Source material:
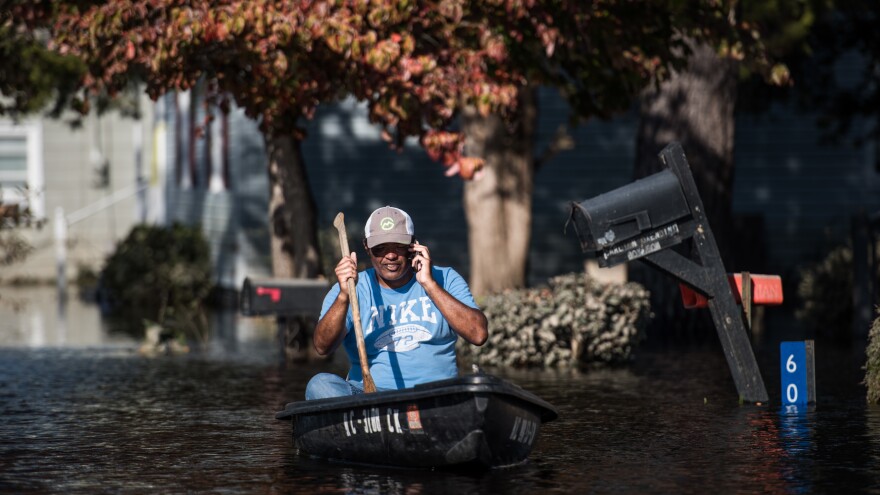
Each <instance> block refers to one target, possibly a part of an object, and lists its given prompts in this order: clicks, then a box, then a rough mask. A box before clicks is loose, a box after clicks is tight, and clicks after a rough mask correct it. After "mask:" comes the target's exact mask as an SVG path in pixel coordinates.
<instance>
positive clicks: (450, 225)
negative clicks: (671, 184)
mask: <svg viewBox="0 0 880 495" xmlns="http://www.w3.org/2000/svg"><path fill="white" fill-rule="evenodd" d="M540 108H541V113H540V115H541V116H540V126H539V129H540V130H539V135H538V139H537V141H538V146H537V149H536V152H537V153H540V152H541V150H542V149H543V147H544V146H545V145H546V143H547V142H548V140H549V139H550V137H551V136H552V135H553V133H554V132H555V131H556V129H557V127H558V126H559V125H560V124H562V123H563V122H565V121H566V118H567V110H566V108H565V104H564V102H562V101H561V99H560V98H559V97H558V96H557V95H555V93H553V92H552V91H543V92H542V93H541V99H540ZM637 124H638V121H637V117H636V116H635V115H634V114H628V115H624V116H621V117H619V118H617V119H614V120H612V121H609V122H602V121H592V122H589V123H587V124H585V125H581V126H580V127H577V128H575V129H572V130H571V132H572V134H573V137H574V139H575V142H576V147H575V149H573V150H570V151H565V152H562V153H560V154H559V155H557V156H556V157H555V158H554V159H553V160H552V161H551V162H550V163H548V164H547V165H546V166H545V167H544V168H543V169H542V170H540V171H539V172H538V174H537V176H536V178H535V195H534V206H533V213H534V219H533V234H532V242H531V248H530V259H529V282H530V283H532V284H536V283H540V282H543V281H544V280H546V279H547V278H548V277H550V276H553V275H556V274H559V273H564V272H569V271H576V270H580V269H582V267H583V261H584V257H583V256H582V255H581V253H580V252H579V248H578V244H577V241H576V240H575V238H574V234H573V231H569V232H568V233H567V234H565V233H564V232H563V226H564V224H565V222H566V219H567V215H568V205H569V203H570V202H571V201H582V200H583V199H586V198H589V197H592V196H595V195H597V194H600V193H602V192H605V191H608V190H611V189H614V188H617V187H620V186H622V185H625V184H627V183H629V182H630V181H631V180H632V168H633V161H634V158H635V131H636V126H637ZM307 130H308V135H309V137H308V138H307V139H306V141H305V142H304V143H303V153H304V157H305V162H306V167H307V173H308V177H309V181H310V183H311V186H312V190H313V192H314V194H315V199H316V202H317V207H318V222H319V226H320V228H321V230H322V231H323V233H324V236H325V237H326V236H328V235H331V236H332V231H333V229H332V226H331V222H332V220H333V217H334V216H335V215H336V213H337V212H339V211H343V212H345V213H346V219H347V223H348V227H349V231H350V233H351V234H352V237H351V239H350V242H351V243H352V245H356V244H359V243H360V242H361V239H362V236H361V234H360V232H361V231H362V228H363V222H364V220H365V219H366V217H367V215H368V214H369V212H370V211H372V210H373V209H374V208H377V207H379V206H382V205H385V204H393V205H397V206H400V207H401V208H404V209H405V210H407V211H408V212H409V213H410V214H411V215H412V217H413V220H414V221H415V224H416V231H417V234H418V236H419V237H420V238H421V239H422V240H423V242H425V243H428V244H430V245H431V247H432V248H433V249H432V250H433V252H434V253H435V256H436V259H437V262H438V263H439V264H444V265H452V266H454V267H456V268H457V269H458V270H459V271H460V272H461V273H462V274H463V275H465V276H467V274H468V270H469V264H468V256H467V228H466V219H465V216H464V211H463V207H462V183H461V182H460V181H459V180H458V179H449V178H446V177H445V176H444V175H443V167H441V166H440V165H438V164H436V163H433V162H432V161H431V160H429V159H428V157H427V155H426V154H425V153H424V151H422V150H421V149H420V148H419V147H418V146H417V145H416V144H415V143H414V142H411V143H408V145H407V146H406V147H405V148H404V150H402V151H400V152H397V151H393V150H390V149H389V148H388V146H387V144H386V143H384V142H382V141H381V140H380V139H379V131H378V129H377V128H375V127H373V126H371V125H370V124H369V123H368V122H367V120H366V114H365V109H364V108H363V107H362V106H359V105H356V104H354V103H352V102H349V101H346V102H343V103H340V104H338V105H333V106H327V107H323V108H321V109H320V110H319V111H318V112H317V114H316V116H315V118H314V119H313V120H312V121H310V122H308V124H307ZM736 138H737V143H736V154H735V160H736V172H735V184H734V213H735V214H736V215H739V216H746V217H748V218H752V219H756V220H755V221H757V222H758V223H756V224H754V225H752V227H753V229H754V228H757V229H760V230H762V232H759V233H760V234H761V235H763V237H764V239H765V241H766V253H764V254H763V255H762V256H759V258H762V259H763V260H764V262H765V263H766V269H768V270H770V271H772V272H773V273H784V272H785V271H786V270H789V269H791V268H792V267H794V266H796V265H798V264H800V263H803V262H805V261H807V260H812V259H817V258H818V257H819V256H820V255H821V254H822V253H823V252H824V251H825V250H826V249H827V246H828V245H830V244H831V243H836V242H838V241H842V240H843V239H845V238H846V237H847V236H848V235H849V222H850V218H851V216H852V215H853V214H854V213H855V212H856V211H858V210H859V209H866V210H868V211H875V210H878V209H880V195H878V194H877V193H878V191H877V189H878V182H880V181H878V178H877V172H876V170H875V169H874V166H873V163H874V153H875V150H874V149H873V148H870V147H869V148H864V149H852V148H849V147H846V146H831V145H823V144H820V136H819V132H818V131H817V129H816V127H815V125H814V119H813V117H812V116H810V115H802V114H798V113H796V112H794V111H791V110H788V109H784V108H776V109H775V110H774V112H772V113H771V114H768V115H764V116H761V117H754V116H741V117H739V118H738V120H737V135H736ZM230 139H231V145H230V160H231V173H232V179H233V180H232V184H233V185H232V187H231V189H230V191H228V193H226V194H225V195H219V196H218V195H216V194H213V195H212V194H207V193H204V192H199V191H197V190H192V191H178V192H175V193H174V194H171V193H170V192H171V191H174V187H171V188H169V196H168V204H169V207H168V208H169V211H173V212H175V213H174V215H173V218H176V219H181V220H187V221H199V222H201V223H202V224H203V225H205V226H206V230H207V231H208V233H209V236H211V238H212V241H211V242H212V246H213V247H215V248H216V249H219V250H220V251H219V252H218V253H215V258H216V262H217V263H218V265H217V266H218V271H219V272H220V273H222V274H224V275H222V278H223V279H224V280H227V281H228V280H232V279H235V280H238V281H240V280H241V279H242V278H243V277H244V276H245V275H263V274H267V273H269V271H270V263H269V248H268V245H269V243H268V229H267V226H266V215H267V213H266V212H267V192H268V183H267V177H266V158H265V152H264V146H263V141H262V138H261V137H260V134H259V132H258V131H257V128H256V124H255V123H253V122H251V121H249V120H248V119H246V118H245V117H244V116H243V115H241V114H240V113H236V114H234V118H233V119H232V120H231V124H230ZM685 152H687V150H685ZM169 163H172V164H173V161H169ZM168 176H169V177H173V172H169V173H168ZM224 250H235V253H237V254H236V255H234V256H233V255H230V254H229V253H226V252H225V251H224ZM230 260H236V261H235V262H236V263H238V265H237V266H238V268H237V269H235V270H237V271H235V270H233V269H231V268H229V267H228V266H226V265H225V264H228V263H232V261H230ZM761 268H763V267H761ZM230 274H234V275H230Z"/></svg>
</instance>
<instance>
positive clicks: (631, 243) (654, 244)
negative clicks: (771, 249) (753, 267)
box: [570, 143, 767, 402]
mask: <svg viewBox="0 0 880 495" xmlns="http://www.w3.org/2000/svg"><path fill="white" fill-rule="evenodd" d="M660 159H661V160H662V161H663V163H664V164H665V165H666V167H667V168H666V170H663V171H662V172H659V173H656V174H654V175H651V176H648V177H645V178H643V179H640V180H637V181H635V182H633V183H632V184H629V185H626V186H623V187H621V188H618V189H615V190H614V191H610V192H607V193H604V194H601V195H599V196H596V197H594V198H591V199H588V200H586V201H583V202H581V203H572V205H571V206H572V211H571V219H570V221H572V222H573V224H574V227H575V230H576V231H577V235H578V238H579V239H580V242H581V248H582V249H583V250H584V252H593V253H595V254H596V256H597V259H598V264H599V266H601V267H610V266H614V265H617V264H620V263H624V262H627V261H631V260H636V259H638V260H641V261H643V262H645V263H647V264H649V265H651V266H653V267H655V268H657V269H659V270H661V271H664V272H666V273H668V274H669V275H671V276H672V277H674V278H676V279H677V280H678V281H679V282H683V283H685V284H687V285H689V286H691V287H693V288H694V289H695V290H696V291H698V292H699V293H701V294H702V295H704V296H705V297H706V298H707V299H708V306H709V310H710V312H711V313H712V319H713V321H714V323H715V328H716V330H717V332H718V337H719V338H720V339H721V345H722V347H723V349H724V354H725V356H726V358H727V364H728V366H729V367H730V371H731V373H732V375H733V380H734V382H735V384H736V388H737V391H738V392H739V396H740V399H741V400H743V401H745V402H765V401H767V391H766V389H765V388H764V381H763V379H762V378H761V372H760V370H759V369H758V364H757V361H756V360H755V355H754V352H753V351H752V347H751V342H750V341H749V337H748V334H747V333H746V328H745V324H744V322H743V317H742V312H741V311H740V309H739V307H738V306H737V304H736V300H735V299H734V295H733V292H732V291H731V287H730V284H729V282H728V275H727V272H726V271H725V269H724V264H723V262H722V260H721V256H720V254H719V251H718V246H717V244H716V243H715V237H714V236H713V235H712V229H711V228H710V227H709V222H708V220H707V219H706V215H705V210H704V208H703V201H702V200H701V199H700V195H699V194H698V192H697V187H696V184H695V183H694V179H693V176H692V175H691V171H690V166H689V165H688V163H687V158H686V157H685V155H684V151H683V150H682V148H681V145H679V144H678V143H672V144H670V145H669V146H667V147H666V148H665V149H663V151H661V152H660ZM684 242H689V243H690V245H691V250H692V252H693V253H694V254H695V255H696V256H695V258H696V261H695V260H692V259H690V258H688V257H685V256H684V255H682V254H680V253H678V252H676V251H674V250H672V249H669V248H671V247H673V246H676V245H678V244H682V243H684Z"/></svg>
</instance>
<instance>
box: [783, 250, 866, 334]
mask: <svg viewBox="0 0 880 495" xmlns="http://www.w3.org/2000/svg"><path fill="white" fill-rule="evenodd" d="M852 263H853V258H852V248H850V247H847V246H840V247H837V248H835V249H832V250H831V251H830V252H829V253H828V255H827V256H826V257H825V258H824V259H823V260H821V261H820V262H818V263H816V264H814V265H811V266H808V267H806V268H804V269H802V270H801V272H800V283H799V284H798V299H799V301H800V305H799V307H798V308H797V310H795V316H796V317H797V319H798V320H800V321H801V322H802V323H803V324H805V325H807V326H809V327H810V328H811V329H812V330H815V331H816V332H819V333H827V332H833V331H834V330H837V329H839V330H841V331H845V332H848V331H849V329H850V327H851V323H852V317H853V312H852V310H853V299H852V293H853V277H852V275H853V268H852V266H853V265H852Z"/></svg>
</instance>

To do:
Reproduce the data word for word, from its beginning through the line containing "negative clicks: (671, 184)", including both ends, and leave out the pictures.

Exercise output:
Each <instance> block refers to one target, possibly a part of an object, and lists its given prompts in this order: clicks, then a box, then a rough mask. A box before clicks is loose, a box after clicks is tight, and clicks after a rough mask correct it. After "mask:" comes the target's exact mask as an SVG path in pixel coordinates.
<instance>
positive clicks: (450, 225)
negative clicks: (671, 184)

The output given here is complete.